(DATA PROVIDED):
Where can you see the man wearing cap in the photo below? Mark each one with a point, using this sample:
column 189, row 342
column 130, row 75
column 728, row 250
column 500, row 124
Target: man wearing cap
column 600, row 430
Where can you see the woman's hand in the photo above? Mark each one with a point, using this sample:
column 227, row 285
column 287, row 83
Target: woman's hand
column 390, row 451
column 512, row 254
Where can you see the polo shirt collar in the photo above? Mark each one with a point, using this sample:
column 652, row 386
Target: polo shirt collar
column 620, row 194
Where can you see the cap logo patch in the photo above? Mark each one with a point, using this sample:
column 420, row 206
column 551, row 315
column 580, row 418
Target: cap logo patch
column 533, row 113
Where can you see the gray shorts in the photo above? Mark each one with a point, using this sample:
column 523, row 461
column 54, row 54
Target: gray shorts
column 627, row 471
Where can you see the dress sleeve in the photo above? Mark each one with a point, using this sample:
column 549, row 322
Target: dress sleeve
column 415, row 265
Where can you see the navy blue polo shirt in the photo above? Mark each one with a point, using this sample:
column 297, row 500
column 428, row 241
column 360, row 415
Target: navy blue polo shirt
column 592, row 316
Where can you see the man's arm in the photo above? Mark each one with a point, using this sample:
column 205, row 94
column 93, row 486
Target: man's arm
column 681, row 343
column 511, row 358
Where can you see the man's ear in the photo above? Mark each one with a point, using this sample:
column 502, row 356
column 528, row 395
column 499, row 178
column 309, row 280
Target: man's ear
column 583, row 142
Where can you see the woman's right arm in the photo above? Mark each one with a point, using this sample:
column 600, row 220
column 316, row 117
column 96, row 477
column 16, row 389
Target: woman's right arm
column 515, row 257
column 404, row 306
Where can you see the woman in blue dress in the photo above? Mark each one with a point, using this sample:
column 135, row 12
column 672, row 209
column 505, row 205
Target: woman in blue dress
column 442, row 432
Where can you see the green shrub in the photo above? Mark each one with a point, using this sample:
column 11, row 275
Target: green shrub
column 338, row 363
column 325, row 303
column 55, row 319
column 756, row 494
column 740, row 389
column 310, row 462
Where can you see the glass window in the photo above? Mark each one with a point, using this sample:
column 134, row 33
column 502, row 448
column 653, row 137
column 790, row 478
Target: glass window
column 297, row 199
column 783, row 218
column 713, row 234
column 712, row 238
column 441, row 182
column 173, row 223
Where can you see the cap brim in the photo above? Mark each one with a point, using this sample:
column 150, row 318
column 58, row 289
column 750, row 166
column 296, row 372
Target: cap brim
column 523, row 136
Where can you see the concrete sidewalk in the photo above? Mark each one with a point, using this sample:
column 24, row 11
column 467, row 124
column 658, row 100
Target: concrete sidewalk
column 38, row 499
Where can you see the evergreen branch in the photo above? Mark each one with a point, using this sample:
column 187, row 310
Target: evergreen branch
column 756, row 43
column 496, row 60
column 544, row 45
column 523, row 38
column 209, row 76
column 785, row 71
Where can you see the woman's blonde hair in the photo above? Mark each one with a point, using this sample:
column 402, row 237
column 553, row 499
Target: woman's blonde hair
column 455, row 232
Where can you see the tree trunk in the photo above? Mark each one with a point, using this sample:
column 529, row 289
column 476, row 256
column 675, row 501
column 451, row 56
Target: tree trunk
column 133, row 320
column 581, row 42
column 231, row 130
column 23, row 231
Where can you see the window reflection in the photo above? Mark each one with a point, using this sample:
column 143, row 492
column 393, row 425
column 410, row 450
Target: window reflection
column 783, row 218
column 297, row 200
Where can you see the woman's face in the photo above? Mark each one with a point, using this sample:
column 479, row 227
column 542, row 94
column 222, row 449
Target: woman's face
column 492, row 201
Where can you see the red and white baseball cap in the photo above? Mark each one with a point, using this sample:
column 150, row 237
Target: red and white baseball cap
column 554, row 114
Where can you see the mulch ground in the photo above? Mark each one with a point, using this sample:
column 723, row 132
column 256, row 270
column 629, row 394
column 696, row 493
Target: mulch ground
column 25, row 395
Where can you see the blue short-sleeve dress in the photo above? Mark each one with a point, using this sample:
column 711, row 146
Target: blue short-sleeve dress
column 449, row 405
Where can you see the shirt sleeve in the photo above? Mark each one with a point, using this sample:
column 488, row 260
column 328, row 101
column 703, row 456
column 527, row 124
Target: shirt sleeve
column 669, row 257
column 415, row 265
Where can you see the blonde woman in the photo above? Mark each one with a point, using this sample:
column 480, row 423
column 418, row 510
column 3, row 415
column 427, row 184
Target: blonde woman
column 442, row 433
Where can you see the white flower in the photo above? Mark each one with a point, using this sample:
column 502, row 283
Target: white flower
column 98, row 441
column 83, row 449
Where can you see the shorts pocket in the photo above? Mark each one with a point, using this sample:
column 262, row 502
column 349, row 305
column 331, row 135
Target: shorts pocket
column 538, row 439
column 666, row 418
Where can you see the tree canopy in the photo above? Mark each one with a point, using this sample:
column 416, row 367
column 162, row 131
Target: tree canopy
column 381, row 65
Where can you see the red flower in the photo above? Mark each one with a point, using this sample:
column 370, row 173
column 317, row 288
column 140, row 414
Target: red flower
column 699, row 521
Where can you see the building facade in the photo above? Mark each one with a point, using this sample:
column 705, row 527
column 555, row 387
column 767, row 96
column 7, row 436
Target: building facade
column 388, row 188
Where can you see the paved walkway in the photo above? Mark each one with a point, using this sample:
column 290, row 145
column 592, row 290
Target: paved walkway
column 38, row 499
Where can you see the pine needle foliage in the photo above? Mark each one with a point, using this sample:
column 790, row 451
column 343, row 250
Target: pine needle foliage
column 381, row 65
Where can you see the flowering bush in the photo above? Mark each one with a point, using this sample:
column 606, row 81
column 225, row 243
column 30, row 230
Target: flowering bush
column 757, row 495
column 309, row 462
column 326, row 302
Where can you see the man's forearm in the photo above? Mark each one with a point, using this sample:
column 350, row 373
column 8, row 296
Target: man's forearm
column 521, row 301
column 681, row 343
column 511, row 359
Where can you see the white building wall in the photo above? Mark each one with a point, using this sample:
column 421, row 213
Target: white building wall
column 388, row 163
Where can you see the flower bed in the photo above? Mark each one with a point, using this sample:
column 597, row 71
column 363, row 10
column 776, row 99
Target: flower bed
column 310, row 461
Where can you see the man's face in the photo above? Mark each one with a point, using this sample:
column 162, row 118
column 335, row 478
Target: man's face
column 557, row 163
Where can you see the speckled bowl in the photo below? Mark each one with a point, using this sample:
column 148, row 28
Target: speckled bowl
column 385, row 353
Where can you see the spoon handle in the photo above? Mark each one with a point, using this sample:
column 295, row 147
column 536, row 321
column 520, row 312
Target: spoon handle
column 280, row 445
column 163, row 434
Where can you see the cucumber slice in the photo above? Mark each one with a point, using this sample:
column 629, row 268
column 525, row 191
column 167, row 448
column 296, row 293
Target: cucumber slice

(GOAL):
Copy every one of the records above line for line, keeping each word, number, and punctuation mark the same.

(TASK RESPONSE):
Where can you see the man wearing cap in the photo below? Mark each one with a point, using this sample:
column 189, row 342
column 130, row 75
column 728, row 250
column 500, row 124
Target: man wearing cap
column 600, row 430
Where can you see the woman's hand in the photo above? Mark each one with a point, using this sample:
column 227, row 285
column 287, row 83
Target: woman's hand
column 390, row 451
column 512, row 254
Where can you see the polo shirt collar in the photo above? Mark each one with a point, using this sample:
column 652, row 386
Target: polo shirt collar
column 620, row 194
Where can you see the cap logo patch in the photo above? Mark each one with a point, using this sample:
column 420, row 206
column 551, row 315
column 580, row 418
Target: cap logo patch
column 533, row 113
Where can you see the gray shorts in the photo above? Mark each one with a point, using this sample:
column 523, row 461
column 54, row 54
Target: gray shorts
column 627, row 471
Where can you see the dress sleeve in the photo above? Mark each one with a point, using this sample:
column 549, row 322
Target: dress sleeve
column 415, row 265
Where can you see the navy blue polo shirt in the photo above? Mark each one with a point, using this sample:
column 297, row 500
column 428, row 241
column 360, row 415
Target: navy blue polo shirt
column 592, row 316
Where can you see the man's arm in the photo above? Mark each one with a point, using this sample:
column 205, row 94
column 93, row 486
Target: man's arm
column 681, row 343
column 511, row 358
Where can you see the man's ear in the photo above? Mark each one with a point, using this sample:
column 502, row 356
column 528, row 395
column 499, row 178
column 309, row 280
Target: man's ear
column 583, row 142
Where can you see the woman's right arm in the photo above? Mark each one with a point, using this sample:
column 600, row 220
column 316, row 117
column 96, row 477
column 16, row 389
Target: woman's right arm
column 515, row 257
column 404, row 306
Where can you see the woman in blue dress in the photo above? Mark each one with a point, using this sample:
column 135, row 12
column 672, row 209
column 505, row 205
Target: woman in blue dress
column 442, row 432
Where can you see the green shrub in the photo above? Mark each one with a point, using this sample:
column 11, row 275
Target: green shrub
column 338, row 363
column 325, row 303
column 55, row 319
column 756, row 494
column 740, row 389
column 310, row 462
Where can you see the glass window in the photo above? Mark each one with a point, using this sample:
column 134, row 33
column 502, row 448
column 653, row 137
column 790, row 478
Target: glass window
column 297, row 199
column 783, row 218
column 713, row 234
column 712, row 238
column 441, row 182
column 173, row 223
Where can you see the cap brim in the photo above? Mark each one with a point, using this sample:
column 150, row 318
column 58, row 289
column 750, row 166
column 296, row 372
Target: cap brim
column 523, row 136
Where can you see the concrete sidewalk in the photo above? Mark each one with a point, using this sample:
column 24, row 11
column 467, row 124
column 658, row 100
Target: concrete sidewalk
column 38, row 499
Where can you see the evergreen branch in the photo above? Mark each one with a point, using this sample:
column 187, row 310
Target: evergreen branch
column 756, row 43
column 496, row 60
column 544, row 45
column 523, row 38
column 209, row 76
column 785, row 71
Where can you see the woman's blonde hair in the photo above? Mark each one with a point, using this sample:
column 402, row 237
column 553, row 499
Target: woman's blonde hair
column 455, row 232
Where can you see the tree trunk in the photo above? Mark each one with a point, using this sample:
column 529, row 289
column 476, row 256
column 675, row 501
column 451, row 56
Target: tree trunk
column 133, row 320
column 581, row 42
column 231, row 130
column 23, row 231
Where can you see the window reflection in the photo above? Mark each one with a point, using this sample:
column 143, row 492
column 393, row 425
column 410, row 450
Target: window reflection
column 783, row 218
column 297, row 200
Where can you see the woman's face in the photo above? Mark each one with a point, using this sample:
column 479, row 227
column 542, row 94
column 222, row 449
Target: woman's face
column 492, row 201
Where can you see the red and white baseball cap in the photo above? Mark each one with a point, using this sample:
column 150, row 237
Target: red and white baseball cap
column 554, row 114
Where can you see the mulch ground in the photo above? Mark each one with a point, using this sample:
column 723, row 132
column 256, row 270
column 629, row 394
column 696, row 493
Target: mulch ground
column 25, row 395
Where can you see the blue short-sleeve dress in the photo above? Mark each one with a point, using this sample:
column 711, row 146
Target: blue short-sleeve dress
column 449, row 405
Where can you see the shirt sleeve in the photo above? Mark each one with a point, using this sample:
column 488, row 260
column 328, row 101
column 703, row 456
column 527, row 124
Target: shirt sleeve
column 669, row 257
column 415, row 265
Where can you see the blonde woman in the photo above? Mark each one with a point, using this sample:
column 480, row 423
column 418, row 510
column 3, row 415
column 427, row 184
Target: blonde woman
column 442, row 433
Where can you see the white flower in the photo above? Mark each one with a point, using this sample:
column 502, row 283
Target: white flower
column 98, row 441
column 83, row 449
Where can you see the shorts pocket in the photo above? Mark each one with a point, using this sample:
column 262, row 502
column 349, row 305
column 331, row 135
Target: shorts pocket
column 538, row 439
column 666, row 418
Where can you see the tree canopy in the photo above? Mark each one with a point, using this sample:
column 416, row 367
column 162, row 131
Target: tree canopy
column 381, row 65
Where can you see the red flower in the photo above? Mark each one with a point, using this sample:
column 370, row 173
column 317, row 288
column 140, row 414
Target: red flower
column 699, row 521
Where can you see the building facade in the photo above? Mark each one with a point, using this sample:
column 705, row 527
column 555, row 387
column 767, row 96
column 7, row 436
Target: building facade
column 388, row 188
Where can you see the paved walkway in the photo above? Mark each one with a point, using this sample:
column 290, row 145
column 592, row 290
Target: paved walkway
column 38, row 499
Where can you see the pine needle foliage in the photo above? Mark each one with a point, using this sample:
column 790, row 451
column 343, row 250
Target: pine needle foliage
column 381, row 65
Where can you see the flowering bush in the photo above? Mark each one with a point, using this sample:
column 606, row 81
column 225, row 243
column 30, row 230
Target: flowering bush
column 757, row 495
column 309, row 462
column 326, row 302
Where can you see the man's forearm in the photo above? Mark each one with a point, using this sample:
column 350, row 373
column 8, row 296
Target: man's forearm
column 521, row 301
column 681, row 343
column 511, row 359
Where can you see the white building wall in the photo above? Mark each one with a point, using this sample:
column 421, row 213
Target: white building wall
column 388, row 163
Where can you see the flower bed in the photo above? Mark each one with a point, using this sample:
column 597, row 71
column 363, row 10
column 776, row 99
Target: flower bed
column 310, row 461
Where can you see the man's face in the photo above? Mark each one with a point, using this sample:
column 162, row 118
column 335, row 478
Target: man's face
column 557, row 163
Where can you see the speckled bowl in the photo below? Mark each one with a point, using this sample:
column 148, row 28
Target: speckled bowl
column 385, row 353
Where can you see the spoon handle in the photo above? Mark each one with a point, using this sample:
column 295, row 147
column 536, row 321
column 520, row 312
Target: spoon handle
column 280, row 445
column 163, row 434
Where can you see the cucumber slice in the photo above? Mark each one with a point, using this sample:
column 629, row 268
column 525, row 191
column 167, row 448
column 296, row 293
Target: cucumber slice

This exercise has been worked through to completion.